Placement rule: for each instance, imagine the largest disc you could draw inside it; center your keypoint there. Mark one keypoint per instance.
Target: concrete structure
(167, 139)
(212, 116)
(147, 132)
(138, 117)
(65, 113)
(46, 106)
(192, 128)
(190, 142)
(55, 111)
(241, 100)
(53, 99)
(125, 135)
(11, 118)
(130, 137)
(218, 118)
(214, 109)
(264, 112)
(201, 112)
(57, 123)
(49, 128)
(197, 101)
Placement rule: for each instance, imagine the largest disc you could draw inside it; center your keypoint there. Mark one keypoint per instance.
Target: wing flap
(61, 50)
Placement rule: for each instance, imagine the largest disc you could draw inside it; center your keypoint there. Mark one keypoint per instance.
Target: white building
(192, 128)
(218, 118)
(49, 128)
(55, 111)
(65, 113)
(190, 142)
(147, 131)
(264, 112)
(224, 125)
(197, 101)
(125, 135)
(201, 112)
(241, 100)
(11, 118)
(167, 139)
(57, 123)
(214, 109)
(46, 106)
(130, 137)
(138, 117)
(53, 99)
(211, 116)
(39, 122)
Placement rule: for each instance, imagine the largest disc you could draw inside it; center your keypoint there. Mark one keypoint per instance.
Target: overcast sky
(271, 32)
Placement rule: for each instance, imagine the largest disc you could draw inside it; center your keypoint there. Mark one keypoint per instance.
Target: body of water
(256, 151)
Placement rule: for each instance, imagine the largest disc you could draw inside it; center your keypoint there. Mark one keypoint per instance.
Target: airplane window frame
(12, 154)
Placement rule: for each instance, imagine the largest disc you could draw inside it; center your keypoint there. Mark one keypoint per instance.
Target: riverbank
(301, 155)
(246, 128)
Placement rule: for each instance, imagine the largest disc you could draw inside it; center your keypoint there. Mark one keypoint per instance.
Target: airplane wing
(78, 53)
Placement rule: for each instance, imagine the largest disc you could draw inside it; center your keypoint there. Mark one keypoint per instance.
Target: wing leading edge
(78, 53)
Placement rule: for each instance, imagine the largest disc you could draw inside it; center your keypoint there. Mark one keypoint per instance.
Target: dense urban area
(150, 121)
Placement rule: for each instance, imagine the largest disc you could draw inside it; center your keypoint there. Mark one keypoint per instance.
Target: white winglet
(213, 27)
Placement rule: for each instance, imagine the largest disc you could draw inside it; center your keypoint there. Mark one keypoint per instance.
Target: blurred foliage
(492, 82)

━━━━━━━━━━━━━━━━━━━━

◆ STATED TASK ◆
Nothing should be left out: return all of the records exactly.

◆ EXPECTED ANSWER ◆
Placement rule: for each instance, imagine the largest disc you could draw inside it; center your keypoint there. Mark one keypoint per instance.
Target: concrete structure
(167, 139)
(212, 116)
(147, 132)
(138, 117)
(65, 113)
(46, 106)
(192, 128)
(190, 142)
(55, 111)
(241, 100)
(53, 99)
(125, 135)
(11, 118)
(130, 137)
(218, 118)
(214, 109)
(264, 112)
(201, 112)
(57, 123)
(49, 128)
(197, 101)
Placement rule: for each instance, imagine the largest disc you could draw inside it; center your keypoint there. Mark one keypoint per instance.
Target: wing flap
(61, 50)
Placement rule: for each instance, imagine the largest disc you could draw inside it; center your keypoint there. Mark one keypoint per instance.
Target: white building
(192, 128)
(218, 118)
(49, 128)
(55, 111)
(65, 113)
(190, 142)
(147, 131)
(264, 112)
(224, 125)
(197, 101)
(125, 135)
(201, 112)
(241, 100)
(11, 118)
(167, 139)
(57, 123)
(214, 109)
(46, 106)
(130, 137)
(138, 117)
(53, 99)
(211, 116)
(39, 122)
Placement rule: for each instance, imagine the largest disc you could draw inside it; center your keypoint there. Mark one keypoint per instance.
Target: overcast sky
(271, 32)
Placement rule: for each instance, imagine the largest disc you could draw inside it; center your keypoint there. Mark one keypoint per instance.
Target: body of water
(256, 151)
Placement rule: for each instance, imagine the largest disc you could draw inside it; center your keypoint there. Mark one keypoint per instance.
Target: airplane window frame
(12, 154)
Placement rule: for each instance, imagine the largest disc you could draw inside it; center your keypoint there. Mark one keypoint per instance.
Target: riverbank
(301, 155)
(246, 128)
Placement rule: for each instance, imagine the largest disc you could draw inside it; center your keypoint there. Mark one keypoint per instance.
Target: airplane wing
(78, 53)
Placement rule: for each instance, imagine the largest disc you could draw inside it; center your keypoint there. Mark one keypoint per instance.
Target: wing leading edge
(78, 53)
Placement rule: for each instance, imagine the largest disc you could draw inside it; center your keypoint there. Mark one keypoint per instance.
Target: dense urban area
(150, 121)
Placement rule: for each instance, imagine the largest disc you could draw inside it; center your keypoint there. Mark one keypoint per instance.
Target: white winglet
(213, 27)
Placement rule: for each instance, imagine the largest disc you could draw inside it; center your keypoint there. Mark one keypoint per instance.
Target: blurred foliage
(492, 82)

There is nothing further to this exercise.